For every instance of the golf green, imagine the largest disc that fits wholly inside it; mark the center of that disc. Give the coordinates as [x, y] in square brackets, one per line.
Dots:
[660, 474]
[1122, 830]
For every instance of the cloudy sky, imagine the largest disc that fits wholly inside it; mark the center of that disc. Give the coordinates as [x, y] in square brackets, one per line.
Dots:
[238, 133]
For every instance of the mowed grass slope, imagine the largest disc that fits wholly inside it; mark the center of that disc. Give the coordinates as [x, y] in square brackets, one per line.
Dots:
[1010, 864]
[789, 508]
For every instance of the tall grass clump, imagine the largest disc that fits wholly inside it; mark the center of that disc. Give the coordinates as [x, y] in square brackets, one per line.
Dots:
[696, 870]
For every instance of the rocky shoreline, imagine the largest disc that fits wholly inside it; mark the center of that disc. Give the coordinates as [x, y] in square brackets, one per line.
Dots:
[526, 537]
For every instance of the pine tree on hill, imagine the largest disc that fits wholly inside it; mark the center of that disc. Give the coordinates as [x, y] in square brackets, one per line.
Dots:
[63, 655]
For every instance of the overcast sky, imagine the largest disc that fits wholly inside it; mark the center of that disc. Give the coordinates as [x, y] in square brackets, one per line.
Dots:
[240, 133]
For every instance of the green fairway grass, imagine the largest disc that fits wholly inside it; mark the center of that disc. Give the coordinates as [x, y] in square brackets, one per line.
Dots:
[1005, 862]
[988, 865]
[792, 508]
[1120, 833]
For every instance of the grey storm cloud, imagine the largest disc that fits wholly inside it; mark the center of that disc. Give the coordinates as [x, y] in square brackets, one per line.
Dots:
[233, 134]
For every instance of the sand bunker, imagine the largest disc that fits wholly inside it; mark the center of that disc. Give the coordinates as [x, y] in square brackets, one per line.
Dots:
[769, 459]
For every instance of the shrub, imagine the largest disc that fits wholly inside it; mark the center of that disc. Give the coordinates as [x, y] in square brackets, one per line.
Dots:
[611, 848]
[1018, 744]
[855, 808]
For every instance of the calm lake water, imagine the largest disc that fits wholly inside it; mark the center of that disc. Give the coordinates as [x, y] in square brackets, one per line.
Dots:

+--

◆ Task objective ◆
Every line of the records above needs to be given again exactly.

◆ The answer ◆
For every instance of the golf green, imagine the largest disc that fits wholly inside it; mark the center of that disc. Give the coordinates as [x, y] in square brackets, one per line.
Dots:
[660, 474]
[1122, 830]
For every instance of the cloudy sky, imagine the largest disc that fits wholly inside it; mark the center of that disc. Give the coordinates as [x, y] in square brackets, one per line.
Dots:
[238, 133]
For every instance of the mowed grass slope, imagine the largest disc that fits wholly inside it; mark the center of that disc. Give the coordinates as [x, y] in square brackets, one per line.
Dots:
[1010, 864]
[789, 508]
For every instance of the tall grass clump, imagine the largest disc that fits wholly inside it; mark the center of that disc. Give the coordinates as [x, y] in square brackets, one per line.
Dots:
[696, 870]
For every instance of the rocky shoreline, imagine the largest disc that fits wholly inside it; mark the center of that disc. Give the coordinates as [x, y] in square brackets, one per line.
Dots:
[526, 537]
For every instance of the pine tree on hill, imagine the largest disc that fits wholly inside it; mark the center of that disc. Give the coordinates as [x, y] in square brackets, one per line.
Dots:
[63, 655]
For every instance of the overcast sky, imagine the largest disc that fits wholly inside it; mark the center of that disc. Give the coordinates as [x, y] in square brackets, one per line.
Dots:
[240, 133]
For every instance of the green fairway grass, imagine the largest disc that fits wholly inside it; mark the center of that disc. Give the coordinates as [x, y] in square brackets, one per line.
Dots:
[1005, 862]
[988, 865]
[792, 508]
[1120, 833]
For every instance of the grey storm cloud, imagine the largest disc that fits wholly inside it; mark the center of that disc. Give the coordinates as [x, y] in square brackets, one per line.
Dots:
[233, 134]
For every instance of the sand bunker, imagine the largest disc that fits wholly inside it; mark the center of that disc. Give the coordinates as [x, y] in square brackets, one per line.
Dots:
[769, 459]
For every instance of the shrub, imagine the largest disc that fits wholly inside it; mark the center of that disc. Give the coordinates as [x, y] in square brackets, one per line.
Dots:
[611, 848]
[1018, 744]
[855, 808]
For every instance of the calm lake water, imagine the largest disc that fits wholly inside it; mark the center of that disc. Give the coordinates as [x, y] in square brackets, one per line.
Dots:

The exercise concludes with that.